We need to find appropriate ways to express anger that are not destructive to ourselves or others. Here are several to get us started.
REMAIN RESPONSIBLE THROUGH AFFIRMATIONS.
I don’t know about you, but when I get angry my natural response is to run away. I did this as a child and I am embarrassed to say I have done it as a grown, married woman. There have been many nights when I’ve packed my bag and called my favorite inn in Michigan for a reservation. The trouble is that I took the pain with me. Geographical solutions don’t take away pain.
We can choose to remain the adult. I am learning to say to myself, “Sherrie, you are a grown woman with a family who loves you dearly. You would only be hurting them and yourself if you made this rash decision to pack up and leave.”
PAUSE AND PRAY.

________

Directions for this task = In the excerpt about expressing anger, what does the writer say her natural response is when she gets angry?

________

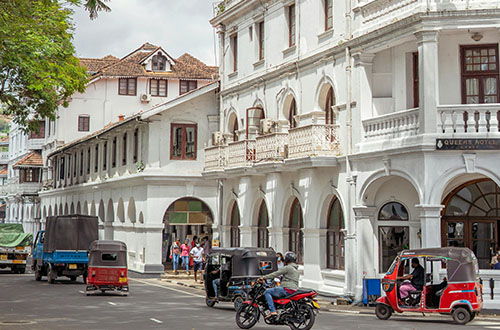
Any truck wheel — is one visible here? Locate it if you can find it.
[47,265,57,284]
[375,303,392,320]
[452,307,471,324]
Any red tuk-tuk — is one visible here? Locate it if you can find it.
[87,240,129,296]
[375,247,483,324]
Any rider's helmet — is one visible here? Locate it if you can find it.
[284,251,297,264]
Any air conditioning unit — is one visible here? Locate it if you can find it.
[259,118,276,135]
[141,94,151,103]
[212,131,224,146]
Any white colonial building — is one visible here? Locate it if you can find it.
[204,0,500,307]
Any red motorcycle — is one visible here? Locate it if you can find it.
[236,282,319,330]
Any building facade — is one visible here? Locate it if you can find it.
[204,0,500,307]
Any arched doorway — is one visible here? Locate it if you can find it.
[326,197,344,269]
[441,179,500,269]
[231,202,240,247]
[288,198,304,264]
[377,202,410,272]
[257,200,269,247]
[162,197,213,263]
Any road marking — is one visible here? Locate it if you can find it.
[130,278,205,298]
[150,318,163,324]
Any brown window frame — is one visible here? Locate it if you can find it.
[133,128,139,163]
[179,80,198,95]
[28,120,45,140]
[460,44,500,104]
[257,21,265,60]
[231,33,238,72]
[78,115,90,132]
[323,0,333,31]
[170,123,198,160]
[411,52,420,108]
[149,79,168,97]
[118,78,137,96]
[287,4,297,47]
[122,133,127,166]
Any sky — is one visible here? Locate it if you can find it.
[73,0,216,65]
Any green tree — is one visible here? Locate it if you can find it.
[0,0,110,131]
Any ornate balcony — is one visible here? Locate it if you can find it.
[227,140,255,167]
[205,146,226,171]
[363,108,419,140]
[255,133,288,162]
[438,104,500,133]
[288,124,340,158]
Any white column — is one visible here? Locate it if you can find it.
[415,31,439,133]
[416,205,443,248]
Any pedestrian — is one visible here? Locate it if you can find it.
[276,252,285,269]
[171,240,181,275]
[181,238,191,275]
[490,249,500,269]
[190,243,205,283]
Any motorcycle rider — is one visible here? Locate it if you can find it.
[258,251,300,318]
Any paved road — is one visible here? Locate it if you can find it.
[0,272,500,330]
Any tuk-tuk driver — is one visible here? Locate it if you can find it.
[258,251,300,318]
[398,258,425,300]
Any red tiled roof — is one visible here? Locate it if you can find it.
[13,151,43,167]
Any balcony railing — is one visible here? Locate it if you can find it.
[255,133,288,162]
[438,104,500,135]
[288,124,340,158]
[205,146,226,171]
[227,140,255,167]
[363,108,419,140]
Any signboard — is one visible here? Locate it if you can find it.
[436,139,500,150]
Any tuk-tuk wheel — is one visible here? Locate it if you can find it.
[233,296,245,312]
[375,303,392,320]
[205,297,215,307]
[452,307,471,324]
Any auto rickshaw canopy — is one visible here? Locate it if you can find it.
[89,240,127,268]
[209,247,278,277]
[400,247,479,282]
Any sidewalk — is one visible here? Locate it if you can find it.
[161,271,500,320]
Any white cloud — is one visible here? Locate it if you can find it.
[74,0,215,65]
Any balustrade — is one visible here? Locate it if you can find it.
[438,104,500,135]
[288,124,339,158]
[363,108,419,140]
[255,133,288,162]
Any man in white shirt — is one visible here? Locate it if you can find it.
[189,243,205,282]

________

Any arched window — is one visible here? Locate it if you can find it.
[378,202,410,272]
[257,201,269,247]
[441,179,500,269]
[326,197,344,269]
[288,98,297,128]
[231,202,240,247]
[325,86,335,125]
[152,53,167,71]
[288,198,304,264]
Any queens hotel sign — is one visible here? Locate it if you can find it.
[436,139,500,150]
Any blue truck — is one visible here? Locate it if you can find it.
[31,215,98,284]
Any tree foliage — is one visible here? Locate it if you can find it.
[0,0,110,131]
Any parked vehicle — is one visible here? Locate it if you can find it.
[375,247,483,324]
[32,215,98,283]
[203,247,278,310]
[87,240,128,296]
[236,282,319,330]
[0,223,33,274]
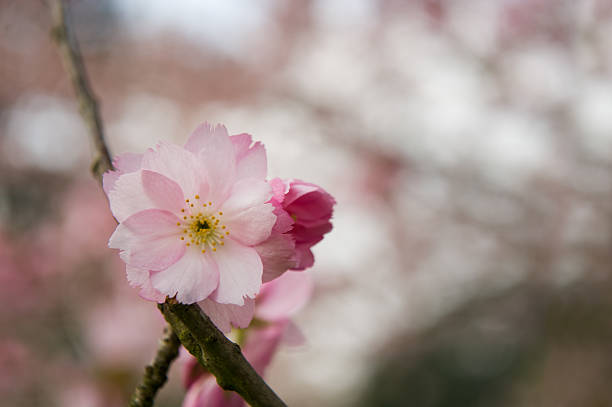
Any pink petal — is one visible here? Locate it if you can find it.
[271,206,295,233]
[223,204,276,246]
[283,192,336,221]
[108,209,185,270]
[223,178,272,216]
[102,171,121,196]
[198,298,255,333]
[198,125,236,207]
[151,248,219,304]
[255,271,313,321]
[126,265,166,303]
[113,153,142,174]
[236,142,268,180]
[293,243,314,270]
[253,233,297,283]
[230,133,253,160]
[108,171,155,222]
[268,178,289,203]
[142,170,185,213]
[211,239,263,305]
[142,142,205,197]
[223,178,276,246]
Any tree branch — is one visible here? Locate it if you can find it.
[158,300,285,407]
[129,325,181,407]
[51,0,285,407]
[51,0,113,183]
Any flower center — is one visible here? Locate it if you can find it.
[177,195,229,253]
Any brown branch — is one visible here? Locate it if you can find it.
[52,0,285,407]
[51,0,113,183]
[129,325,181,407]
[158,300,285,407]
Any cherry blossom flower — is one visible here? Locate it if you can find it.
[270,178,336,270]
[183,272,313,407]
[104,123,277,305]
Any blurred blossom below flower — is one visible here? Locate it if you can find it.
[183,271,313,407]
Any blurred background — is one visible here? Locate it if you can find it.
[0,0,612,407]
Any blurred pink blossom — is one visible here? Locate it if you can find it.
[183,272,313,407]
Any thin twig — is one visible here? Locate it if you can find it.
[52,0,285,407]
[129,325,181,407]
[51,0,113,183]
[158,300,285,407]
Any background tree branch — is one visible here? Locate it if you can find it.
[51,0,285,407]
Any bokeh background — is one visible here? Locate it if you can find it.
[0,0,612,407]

________

Task answer = Her natural response is to run away.